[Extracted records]
>>>>

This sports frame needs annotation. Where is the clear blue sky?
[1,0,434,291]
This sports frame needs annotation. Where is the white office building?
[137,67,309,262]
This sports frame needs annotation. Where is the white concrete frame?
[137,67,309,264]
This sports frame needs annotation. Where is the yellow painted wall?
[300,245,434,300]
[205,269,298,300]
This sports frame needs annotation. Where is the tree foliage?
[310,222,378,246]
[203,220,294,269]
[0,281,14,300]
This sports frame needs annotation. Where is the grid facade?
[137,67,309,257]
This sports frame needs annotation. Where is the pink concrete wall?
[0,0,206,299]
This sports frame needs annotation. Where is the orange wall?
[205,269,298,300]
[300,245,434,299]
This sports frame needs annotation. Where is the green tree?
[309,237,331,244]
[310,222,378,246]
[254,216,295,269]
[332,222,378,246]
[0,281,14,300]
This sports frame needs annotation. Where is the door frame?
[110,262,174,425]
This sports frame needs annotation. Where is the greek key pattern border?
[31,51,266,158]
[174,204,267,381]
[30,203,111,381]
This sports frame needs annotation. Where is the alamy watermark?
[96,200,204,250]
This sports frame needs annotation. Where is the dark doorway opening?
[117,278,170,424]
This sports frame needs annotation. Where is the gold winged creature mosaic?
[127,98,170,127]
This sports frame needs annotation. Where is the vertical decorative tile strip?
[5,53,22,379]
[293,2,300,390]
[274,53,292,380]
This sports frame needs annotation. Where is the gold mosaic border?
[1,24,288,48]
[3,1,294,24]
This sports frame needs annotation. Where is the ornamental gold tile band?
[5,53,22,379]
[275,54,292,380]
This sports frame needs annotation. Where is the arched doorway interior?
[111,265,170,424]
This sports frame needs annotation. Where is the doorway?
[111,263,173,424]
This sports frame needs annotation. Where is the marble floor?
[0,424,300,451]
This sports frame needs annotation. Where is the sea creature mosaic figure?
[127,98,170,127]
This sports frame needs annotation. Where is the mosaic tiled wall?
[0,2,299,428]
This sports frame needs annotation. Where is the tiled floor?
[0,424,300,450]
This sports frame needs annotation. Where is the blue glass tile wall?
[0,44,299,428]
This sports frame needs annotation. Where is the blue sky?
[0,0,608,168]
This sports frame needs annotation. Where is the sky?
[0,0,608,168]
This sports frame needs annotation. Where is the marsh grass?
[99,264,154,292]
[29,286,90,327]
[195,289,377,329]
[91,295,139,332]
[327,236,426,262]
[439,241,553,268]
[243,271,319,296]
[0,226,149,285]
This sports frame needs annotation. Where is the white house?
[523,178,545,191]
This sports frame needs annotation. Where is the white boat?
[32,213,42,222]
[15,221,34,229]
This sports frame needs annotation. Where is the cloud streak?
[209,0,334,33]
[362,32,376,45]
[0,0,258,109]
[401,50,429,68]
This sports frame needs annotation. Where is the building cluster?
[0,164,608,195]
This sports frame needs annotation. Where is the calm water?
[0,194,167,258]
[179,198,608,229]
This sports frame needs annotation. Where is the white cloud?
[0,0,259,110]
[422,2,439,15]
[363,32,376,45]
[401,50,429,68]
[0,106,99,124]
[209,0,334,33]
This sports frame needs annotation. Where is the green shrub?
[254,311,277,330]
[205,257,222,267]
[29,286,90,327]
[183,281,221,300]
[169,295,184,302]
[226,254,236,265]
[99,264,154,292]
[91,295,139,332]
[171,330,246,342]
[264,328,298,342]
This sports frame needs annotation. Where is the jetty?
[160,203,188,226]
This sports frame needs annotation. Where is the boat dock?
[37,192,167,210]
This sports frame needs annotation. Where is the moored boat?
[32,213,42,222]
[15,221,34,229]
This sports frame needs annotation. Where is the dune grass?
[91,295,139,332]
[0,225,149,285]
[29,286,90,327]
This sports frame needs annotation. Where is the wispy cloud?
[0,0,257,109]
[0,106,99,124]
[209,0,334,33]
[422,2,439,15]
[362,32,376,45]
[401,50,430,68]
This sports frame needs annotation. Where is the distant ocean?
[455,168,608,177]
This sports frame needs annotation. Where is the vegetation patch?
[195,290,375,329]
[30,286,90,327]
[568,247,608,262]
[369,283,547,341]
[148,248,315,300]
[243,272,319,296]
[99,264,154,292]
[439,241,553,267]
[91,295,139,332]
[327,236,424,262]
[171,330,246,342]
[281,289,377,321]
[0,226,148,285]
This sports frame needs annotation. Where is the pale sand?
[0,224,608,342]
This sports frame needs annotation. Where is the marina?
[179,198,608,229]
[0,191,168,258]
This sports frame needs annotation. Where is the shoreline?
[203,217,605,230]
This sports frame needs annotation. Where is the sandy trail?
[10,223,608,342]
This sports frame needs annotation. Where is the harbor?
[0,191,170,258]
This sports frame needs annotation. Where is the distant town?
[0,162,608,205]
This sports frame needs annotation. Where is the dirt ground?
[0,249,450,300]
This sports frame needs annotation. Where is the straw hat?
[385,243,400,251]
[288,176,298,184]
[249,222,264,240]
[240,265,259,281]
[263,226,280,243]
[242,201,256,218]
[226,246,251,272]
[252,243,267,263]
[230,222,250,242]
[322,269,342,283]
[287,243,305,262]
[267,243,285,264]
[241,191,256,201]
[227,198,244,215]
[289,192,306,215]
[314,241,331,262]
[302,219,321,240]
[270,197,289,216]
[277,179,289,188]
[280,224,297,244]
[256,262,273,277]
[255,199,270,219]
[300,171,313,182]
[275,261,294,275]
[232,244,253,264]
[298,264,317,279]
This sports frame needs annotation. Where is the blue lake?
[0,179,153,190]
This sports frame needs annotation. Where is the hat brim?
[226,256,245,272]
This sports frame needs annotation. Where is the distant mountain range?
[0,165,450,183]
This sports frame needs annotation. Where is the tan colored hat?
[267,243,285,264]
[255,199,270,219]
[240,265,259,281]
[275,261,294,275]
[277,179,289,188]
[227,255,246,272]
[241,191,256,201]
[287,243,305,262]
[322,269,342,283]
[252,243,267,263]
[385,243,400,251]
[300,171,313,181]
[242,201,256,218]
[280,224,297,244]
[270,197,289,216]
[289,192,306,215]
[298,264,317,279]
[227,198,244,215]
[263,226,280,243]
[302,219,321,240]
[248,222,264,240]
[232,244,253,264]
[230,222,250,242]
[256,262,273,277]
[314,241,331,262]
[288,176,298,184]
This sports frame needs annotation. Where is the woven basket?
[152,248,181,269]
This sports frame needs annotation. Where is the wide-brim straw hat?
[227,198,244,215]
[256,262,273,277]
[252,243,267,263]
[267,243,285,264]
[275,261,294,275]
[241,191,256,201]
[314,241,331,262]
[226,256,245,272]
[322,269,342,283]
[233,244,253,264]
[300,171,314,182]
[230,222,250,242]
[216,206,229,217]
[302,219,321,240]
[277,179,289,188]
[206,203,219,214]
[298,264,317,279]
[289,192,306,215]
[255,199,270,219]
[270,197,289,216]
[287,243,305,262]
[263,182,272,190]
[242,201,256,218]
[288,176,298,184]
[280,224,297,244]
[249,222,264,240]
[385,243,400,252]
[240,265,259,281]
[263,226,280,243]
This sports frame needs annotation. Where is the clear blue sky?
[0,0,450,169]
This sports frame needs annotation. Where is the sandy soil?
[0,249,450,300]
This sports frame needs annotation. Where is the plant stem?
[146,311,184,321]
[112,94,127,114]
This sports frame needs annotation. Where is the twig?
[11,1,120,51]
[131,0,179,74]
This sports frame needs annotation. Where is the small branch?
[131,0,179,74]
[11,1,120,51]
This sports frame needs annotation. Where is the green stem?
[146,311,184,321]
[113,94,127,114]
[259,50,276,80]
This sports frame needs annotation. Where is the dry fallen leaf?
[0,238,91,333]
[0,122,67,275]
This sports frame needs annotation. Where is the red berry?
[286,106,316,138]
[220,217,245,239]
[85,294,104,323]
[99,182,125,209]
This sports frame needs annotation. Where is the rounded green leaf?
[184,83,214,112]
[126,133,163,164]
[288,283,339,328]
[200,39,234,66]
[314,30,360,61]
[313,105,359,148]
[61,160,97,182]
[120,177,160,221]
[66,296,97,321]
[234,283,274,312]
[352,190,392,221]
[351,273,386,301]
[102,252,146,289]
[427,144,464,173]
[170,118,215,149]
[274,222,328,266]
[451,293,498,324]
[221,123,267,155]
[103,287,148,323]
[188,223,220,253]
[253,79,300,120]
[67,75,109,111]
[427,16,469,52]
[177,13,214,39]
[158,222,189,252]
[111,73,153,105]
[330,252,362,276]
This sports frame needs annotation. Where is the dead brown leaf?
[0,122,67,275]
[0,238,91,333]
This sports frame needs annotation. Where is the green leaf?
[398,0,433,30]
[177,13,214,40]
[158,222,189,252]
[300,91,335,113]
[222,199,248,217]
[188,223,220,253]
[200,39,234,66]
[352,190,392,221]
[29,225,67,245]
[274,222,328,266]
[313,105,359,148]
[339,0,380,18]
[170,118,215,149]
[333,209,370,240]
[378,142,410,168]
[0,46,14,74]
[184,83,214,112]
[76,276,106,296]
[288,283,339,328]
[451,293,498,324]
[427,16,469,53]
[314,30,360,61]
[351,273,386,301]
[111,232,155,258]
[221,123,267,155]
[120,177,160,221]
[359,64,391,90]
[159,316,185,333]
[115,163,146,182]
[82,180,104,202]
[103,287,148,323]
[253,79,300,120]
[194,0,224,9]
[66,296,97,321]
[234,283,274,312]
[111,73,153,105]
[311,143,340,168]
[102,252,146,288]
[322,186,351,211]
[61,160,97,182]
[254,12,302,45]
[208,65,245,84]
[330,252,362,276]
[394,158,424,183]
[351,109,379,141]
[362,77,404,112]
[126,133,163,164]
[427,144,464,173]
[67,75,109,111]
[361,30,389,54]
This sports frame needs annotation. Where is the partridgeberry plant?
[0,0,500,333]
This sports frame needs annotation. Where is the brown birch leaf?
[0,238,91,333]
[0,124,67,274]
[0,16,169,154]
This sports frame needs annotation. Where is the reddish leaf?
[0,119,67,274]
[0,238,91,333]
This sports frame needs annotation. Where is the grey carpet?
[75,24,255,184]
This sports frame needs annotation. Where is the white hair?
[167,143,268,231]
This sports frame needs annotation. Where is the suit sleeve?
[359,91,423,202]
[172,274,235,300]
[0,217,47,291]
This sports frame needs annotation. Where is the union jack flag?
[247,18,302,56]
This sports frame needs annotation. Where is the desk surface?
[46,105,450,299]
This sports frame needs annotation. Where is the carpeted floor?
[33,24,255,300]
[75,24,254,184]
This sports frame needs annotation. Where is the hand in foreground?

<<<<

• [What to produce]: Reproduce the data, starting at the beginning and ending with the line that contains "[0,0,206,299]", but substitute "leafy canopy" for "tree foliage" and leave everything else unchanged.

• [Solution for this task]:
This sports frame needs annotation. Where is the clear blue sky?
[1,0,434,291]
This sports frame needs annotation. Where is the white office building?
[137,67,309,262]
This sports frame needs annotation. Where is the white concrete frame?
[137,67,309,264]
This sports frame needs annotation. Where is the yellow painted wall?
[300,245,434,300]
[205,269,298,300]
This sports frame needs annotation. Where is the leafy canopy?
[310,222,378,246]
[203,220,294,269]
[0,281,14,300]
This sports frame needs annotation. Where is the grid facade?
[137,67,309,257]
This sports frame needs annotation. Where is the pink concrete wall?
[0,0,206,299]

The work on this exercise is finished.